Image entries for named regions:
+++
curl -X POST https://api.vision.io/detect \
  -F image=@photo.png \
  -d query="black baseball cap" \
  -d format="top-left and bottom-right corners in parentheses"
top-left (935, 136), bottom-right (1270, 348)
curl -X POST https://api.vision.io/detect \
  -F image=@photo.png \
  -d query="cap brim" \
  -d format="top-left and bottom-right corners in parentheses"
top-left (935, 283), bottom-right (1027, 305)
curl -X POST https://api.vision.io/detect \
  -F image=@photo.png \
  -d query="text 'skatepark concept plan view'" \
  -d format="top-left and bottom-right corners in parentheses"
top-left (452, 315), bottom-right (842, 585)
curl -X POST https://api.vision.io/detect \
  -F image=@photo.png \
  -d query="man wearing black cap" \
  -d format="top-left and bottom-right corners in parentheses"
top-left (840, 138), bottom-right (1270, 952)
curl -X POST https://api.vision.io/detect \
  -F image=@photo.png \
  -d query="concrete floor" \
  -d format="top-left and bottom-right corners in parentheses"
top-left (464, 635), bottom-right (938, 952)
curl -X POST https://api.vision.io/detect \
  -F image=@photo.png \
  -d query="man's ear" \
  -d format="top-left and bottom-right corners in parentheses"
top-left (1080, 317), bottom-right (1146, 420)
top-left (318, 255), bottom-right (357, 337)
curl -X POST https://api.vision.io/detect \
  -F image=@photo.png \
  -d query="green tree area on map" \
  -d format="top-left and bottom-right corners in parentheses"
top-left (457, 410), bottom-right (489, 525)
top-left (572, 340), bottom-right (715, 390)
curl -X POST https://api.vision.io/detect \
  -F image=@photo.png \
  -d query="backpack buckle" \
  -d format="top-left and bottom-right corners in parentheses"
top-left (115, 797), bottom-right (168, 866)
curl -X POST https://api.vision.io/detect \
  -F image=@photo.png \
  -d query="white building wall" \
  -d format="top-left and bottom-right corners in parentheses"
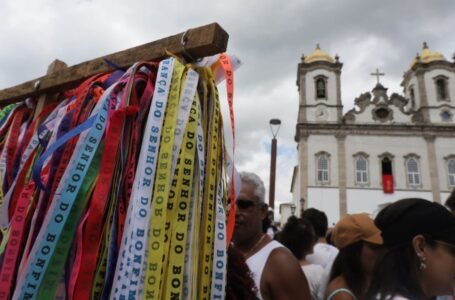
+++
* [What to work on]: Format every line of the entries above as a numbered list, skipping any blank lines. Leave the pictures out of your answer.

* [Exercise solution]:
1. curl -X POST https://api.vision.io/detect \
2.   -F image=@photo.png \
3.   -d query="black baseball cap" \
4.   -d format="top-left and bottom-right corners in parentheses"
5. top-left (935, 136), bottom-right (1270, 348)
6. curl -X POST https://api.vision.io/detect \
7.   -F image=@photo.png \
8.   -d query="cap brim" \
9.   -d format="top-left and bottom-right corners in parentheses"
10. top-left (935, 283), bottom-right (1027, 305)
11. curl -X POST https://api.vision.io/detect \
12.   -F image=@photo.png \
13.   -d query="text 'skatepark concept plan view'" \
14.   -d format="top-left and bottom-right corners in parentheses"
15. top-left (452, 315), bottom-right (842, 585)
16. curl -X POST https://api.vision.io/detect \
17.   -F image=@photo.png \
18.   -d query="man wearing black cap" \
19.   -d format="top-left and bottom-right corners in parentheses"
20. top-left (840, 138), bottom-right (1270, 952)
21. curl -X POST https://api.vision.io/detect \
22.   -F image=@photo.png \
23.   -d query="concrete floor" \
24.   -d format="top-left and bottom-right corners in parentheses"
25. top-left (464, 635), bottom-right (938, 952)
26. curl -X POST https://api.vision.io/detect \
27.   -F image=@photo.png \
28.   -d query="man's ear" \
29.   -d format="top-left and bottom-right corners in parentheses"
30. top-left (1080, 317), bottom-right (1146, 420)
31. top-left (318, 255), bottom-right (357, 337)
32. curl -X POST https://api.vision.io/detect \
33.   -F image=@photo.png \
34.   -d query="green tree area on map" \
35.   -d format="top-left and bottom-right corners in parentheses"
36. top-left (457, 410), bottom-right (489, 525)
37. top-left (572, 340), bottom-right (715, 390)
38. curl -X POST https://api.vision.io/detect \
39.   -F image=@photo.png \
40.   -d query="backpack buckle" \
41.   -d format="top-left and bottom-right corners in parentheses"
42. top-left (115, 797), bottom-right (168, 866)
43. curl -X POST https://api.vision.io/detect \
44.   -F image=@photo.png \
45.   -d query="white building wall" \
46.   -d format="top-left and bottom-right corners in parentheses"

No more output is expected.